READING TEXT:
----------

Watchers
- First edition
- Author: Dean Koontz
- Language: English
- Genre: Suspense Horror
- Publisher: Putnam
- Publication date: February 1987
- Publication place: United States
- Media type: Print (hardcover & paperback)
- Pages: 352
- ISBN: 0-399-13263-5
- OCLC: 14213987
- Dewey Decimal: 813/.54 19
- LC Class: PS3561.O55 W38 1987

= Watchers (novel) =

1987 novel by Dean Koontz

Watchers is a 1987 suspense novel by American author Dean Koontz. Along with Strangers, Lightning, and Midnight, Watchers is credited with establishing Koontz's status as a best-selling author.

== Plot summary ==
Travis Cornell, a former Delta Force operator, feels that his life has become pointless, and is exploring a canyon near his home when he encounters two genetically engineered creatures that have escaped from a top-secret government laboratory. One, a Golden Retriever with enhanced intelligence, befriends Travis; the other, a creature known as the Outsider, appears to be trying to kill the dog. After eluding the Outsider, Travis takes the dog home. On discovering the dog's exceptional intelligence, he names him Einstein.

Later, he and Einstein find and rescue Nora Devon in a park, who was being pestered by a dangerous man, Arthur Streck. Together they form a trio.

Travis, Nora, and Einstein are soon on the run not only from the Outsider, but from federal agents, determined to track down the laboratory escapees, and Vince Nasco, a ruthless professional assassin, hired by Soviets to kill several human targets who carried knowledge of how to stop the Outsider, in order to further the destruction of the Outsider. He wants the dog to trade for a great sum of cash, alone, without any knowledge from the Soviets or others.

----------

SUPPLIED INFORMATION:
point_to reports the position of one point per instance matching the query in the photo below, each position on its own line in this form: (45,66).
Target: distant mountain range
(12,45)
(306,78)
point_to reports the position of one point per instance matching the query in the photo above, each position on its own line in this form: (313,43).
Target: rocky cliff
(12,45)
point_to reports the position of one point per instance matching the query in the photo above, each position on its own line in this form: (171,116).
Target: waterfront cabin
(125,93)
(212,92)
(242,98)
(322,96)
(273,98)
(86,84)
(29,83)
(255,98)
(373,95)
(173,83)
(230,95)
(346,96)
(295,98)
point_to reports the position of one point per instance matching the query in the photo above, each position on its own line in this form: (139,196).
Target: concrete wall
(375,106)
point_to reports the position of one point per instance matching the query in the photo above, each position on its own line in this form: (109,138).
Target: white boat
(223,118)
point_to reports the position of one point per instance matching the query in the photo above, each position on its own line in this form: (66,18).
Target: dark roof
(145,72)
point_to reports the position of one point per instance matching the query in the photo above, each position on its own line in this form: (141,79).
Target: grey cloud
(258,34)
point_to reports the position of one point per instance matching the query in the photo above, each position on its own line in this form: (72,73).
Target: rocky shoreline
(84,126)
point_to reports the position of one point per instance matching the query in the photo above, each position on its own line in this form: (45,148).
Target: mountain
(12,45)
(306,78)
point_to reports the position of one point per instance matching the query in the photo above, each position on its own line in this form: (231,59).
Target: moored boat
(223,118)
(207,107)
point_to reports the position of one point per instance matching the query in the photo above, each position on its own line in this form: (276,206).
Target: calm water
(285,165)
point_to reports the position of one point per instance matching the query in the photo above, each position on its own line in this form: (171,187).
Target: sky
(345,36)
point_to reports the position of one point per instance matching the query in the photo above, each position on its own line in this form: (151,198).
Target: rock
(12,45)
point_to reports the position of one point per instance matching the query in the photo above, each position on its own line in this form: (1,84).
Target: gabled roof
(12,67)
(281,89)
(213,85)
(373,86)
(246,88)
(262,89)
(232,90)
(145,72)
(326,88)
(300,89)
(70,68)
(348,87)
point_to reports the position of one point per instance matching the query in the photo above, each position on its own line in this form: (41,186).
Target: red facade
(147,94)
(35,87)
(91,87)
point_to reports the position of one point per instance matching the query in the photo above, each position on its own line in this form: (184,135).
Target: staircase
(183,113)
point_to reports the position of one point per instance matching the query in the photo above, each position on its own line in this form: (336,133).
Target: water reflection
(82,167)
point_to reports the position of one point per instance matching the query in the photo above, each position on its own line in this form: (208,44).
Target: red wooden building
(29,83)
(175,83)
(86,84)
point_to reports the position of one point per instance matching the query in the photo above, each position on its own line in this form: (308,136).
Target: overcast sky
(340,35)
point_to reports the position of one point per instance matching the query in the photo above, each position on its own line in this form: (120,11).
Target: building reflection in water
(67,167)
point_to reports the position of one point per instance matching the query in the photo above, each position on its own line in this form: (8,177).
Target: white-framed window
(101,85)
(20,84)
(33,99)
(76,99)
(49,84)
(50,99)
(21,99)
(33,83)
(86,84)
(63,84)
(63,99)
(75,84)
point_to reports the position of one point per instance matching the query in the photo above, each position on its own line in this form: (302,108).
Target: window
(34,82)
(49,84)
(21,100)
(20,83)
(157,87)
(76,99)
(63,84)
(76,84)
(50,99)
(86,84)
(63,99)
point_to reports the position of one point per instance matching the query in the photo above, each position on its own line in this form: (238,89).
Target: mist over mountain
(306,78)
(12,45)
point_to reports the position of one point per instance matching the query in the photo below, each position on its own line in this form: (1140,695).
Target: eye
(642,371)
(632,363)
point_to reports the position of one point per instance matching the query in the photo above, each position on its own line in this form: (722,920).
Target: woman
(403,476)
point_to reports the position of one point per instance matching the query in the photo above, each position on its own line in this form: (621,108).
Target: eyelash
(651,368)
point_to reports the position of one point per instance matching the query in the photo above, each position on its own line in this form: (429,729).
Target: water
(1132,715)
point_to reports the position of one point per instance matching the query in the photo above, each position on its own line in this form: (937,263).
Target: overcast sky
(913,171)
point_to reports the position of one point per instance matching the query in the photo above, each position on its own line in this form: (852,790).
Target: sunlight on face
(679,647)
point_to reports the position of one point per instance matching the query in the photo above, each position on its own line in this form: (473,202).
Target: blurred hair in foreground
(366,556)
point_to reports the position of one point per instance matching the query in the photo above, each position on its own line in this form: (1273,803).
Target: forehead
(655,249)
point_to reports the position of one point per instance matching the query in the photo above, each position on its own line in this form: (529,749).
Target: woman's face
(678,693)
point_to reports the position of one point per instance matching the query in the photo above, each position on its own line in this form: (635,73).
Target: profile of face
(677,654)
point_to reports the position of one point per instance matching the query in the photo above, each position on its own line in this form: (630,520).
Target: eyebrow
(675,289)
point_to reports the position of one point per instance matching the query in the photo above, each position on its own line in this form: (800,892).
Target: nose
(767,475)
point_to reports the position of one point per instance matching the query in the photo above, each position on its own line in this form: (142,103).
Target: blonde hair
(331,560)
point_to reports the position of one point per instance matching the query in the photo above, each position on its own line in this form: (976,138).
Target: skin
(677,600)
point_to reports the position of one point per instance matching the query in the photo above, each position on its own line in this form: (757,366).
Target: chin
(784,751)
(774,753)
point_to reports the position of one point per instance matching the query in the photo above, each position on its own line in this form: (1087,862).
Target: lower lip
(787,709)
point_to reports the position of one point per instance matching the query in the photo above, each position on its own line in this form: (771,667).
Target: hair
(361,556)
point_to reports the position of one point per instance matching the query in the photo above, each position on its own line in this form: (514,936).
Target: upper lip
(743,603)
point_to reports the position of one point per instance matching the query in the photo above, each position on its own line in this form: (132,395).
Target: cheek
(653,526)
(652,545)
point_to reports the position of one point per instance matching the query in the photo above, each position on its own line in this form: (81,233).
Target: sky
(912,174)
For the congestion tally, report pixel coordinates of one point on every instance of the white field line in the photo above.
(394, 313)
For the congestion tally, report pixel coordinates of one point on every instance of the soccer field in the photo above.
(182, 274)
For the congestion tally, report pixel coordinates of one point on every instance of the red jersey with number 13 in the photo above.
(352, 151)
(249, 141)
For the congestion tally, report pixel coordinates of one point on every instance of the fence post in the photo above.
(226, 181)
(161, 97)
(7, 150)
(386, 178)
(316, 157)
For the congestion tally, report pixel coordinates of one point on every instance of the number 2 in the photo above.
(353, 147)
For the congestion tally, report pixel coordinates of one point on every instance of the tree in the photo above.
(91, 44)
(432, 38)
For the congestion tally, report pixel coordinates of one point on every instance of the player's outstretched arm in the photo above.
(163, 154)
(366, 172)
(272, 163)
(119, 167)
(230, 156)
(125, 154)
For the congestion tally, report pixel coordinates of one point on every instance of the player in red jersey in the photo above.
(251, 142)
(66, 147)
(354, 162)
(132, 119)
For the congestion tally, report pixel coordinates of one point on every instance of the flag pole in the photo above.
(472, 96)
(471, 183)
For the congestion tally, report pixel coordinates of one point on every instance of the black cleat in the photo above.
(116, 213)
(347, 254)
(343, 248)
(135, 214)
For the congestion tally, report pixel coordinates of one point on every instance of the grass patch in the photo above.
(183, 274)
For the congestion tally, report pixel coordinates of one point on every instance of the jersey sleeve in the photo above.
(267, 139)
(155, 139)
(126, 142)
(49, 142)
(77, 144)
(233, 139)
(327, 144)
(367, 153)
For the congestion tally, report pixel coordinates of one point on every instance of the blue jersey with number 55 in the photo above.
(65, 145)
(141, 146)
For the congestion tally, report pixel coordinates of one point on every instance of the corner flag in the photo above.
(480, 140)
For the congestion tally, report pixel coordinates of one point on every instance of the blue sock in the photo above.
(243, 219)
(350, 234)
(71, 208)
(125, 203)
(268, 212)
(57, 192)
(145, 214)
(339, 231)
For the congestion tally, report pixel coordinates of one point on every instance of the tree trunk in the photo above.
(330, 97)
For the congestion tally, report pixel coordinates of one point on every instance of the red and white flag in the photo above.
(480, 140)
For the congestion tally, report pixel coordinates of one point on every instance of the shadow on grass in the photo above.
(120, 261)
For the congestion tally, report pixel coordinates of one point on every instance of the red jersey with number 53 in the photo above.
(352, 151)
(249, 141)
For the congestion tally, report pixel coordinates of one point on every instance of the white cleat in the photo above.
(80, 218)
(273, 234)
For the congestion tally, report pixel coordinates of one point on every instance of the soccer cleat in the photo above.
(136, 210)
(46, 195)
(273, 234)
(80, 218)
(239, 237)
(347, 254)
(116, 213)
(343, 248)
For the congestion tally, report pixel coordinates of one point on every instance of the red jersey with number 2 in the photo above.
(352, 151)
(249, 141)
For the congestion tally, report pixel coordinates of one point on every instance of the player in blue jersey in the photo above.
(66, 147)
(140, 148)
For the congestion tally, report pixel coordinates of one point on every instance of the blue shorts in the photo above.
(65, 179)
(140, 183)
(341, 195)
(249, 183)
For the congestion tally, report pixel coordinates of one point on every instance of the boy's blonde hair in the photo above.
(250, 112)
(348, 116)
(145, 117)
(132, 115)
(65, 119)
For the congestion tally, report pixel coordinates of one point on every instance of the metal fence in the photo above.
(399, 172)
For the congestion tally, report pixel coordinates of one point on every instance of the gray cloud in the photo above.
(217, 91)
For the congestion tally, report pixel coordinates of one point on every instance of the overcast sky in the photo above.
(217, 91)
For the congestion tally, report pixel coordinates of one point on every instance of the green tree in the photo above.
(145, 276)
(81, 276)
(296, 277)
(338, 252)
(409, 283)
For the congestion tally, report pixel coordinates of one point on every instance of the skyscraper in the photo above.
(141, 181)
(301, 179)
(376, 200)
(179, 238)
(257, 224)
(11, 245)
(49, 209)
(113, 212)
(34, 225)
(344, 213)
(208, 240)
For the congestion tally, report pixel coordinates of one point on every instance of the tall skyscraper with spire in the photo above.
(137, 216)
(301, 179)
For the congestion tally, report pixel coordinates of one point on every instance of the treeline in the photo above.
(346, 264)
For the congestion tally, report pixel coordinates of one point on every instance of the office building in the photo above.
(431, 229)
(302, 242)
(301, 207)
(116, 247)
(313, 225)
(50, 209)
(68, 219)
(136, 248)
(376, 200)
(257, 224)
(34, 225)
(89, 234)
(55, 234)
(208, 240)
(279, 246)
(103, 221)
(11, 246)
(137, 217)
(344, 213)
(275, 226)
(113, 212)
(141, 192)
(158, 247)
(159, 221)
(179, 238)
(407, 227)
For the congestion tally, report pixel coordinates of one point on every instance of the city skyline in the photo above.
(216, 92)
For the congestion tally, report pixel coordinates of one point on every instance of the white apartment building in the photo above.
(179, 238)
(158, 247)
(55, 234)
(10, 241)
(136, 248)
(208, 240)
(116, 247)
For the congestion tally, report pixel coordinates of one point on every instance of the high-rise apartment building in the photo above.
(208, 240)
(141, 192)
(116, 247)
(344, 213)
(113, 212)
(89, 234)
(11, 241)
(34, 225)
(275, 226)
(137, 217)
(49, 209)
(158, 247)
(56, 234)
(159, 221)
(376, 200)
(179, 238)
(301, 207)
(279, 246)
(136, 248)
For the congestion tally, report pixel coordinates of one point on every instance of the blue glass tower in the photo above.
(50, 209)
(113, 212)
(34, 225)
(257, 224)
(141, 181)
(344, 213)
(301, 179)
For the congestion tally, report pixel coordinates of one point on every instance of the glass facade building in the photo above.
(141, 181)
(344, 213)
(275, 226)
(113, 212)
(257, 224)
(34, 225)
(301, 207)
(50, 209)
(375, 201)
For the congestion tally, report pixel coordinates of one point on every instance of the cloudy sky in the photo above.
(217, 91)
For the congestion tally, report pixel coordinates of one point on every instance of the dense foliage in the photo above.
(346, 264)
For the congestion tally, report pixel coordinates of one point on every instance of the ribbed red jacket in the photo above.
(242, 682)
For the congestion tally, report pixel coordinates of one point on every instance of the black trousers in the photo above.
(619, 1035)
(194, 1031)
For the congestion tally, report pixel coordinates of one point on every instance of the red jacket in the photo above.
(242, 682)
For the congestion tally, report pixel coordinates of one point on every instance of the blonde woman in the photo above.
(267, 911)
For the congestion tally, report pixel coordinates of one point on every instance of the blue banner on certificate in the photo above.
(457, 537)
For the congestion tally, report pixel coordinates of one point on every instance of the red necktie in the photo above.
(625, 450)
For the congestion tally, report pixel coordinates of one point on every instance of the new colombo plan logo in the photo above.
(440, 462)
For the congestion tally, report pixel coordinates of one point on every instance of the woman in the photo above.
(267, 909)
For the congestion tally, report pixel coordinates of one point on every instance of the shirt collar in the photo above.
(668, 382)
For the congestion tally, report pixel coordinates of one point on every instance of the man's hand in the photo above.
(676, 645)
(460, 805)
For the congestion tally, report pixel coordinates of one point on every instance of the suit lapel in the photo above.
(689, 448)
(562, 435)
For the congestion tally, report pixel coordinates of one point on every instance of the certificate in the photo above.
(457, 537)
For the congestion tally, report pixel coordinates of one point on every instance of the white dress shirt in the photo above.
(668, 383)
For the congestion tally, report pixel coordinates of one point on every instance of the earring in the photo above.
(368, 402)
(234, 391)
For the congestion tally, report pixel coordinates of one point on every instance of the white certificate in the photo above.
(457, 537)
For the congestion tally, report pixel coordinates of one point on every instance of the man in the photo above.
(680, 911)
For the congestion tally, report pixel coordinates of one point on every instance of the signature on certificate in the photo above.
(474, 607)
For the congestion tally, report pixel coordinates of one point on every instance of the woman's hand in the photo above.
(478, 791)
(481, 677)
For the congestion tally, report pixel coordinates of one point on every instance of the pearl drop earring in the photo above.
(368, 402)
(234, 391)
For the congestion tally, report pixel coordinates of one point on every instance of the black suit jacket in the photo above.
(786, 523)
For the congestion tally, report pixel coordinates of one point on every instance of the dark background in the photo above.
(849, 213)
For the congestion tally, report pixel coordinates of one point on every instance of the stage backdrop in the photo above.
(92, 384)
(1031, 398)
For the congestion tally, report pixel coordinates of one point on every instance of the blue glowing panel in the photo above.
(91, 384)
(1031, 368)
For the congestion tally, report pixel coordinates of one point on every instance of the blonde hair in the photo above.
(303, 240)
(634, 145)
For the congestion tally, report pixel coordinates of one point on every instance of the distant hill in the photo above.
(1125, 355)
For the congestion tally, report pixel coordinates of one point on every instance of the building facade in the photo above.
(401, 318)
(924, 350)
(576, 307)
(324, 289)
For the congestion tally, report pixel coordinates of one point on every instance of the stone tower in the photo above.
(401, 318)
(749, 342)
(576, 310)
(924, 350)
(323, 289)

----------

Retype the part of the text on the novel Watchers that begins at the words "- Pages: 352" and stops after "a best-selling author.". The material plays no part in this work.

EXERCISE RESULT:
- Pages: 352
- ISBN: 0-399-13263-5
- OCLC: 14213987
- Dewey Decimal: 813/.54 19
- LC Class: PS3561.O55 W38 1987

= Watchers (novel) =

1987 novel by Dean Koontz

Watchers is a 1987 suspense novel by American author Dean Koontz. Along with Strangers, Lightning, and Midnight, Watchers is credited with establishing Koontz's status as a best-selling author.